*Data for analysis*
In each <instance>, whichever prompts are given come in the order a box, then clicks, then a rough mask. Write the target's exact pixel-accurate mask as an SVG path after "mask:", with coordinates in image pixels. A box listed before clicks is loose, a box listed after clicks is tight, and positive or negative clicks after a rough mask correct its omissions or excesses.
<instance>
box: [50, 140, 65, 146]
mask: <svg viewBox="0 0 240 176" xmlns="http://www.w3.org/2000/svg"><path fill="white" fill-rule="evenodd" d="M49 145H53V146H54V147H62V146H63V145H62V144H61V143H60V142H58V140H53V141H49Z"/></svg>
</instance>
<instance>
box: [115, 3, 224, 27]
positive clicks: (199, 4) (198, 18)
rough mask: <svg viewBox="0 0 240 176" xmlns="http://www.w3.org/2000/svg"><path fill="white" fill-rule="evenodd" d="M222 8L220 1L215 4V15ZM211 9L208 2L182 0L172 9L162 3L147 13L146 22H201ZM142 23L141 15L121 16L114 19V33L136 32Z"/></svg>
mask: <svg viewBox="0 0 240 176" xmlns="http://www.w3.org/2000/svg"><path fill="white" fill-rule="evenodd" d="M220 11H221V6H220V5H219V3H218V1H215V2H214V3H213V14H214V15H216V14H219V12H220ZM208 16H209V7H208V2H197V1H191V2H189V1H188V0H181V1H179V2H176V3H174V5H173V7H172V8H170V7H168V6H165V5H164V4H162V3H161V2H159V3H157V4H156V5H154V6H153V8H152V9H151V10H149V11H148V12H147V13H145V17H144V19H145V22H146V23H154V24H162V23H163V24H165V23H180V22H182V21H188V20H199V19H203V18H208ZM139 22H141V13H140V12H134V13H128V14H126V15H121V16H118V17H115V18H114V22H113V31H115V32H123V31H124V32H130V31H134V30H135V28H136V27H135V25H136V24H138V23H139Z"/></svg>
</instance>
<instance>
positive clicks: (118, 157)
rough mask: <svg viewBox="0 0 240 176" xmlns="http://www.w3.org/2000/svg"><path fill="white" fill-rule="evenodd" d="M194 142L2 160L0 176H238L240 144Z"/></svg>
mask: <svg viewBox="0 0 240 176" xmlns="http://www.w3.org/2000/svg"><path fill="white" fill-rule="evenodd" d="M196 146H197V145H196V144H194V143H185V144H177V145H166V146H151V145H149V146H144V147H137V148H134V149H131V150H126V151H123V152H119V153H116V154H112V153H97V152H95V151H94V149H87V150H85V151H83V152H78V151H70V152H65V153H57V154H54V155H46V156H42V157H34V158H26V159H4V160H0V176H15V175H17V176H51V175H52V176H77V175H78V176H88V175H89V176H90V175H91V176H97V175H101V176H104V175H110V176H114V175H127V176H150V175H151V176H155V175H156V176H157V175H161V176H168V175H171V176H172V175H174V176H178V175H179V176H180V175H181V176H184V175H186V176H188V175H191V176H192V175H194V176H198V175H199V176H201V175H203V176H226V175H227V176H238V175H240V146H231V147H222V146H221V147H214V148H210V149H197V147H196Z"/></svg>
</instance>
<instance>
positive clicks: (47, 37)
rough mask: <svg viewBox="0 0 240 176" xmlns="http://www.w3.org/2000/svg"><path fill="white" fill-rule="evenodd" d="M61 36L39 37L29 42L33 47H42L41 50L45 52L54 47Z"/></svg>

*Problem description*
Pull out each line of the records that contains the string "positive".

*Exercise response*
In each <instance>, whichever prompts are given come in the order a box, then clicks, then a rough mask. Write the target's exact pixel-accurate mask as an SVG path after "mask:", with coordinates in image pixels. A box listed before clicks is loose, a box listed after clicks is tight, and positive or negative clicks after a rough mask correct its omissions or excesses.
positive clicks: (199, 4) (198, 18)
positive clicks: (118, 157)
positive clicks: (47, 37)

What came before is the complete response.